§ **Given request**: Reproduce each of the items below line for line, changing nothing.

Annotated coordinate items:
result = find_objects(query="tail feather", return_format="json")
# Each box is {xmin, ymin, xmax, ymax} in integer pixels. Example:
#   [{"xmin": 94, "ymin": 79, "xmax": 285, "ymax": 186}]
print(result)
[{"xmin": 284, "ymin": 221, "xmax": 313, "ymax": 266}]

§ **Final result**:
result = find_objects(query="tail feather", return_format="json")
# Each box is {xmin, ymin, xmax, ymax} in integer pixels. Example:
#   [{"xmin": 94, "ymin": 79, "xmax": 285, "ymax": 186}]
print(result)
[{"xmin": 284, "ymin": 221, "xmax": 313, "ymax": 266}]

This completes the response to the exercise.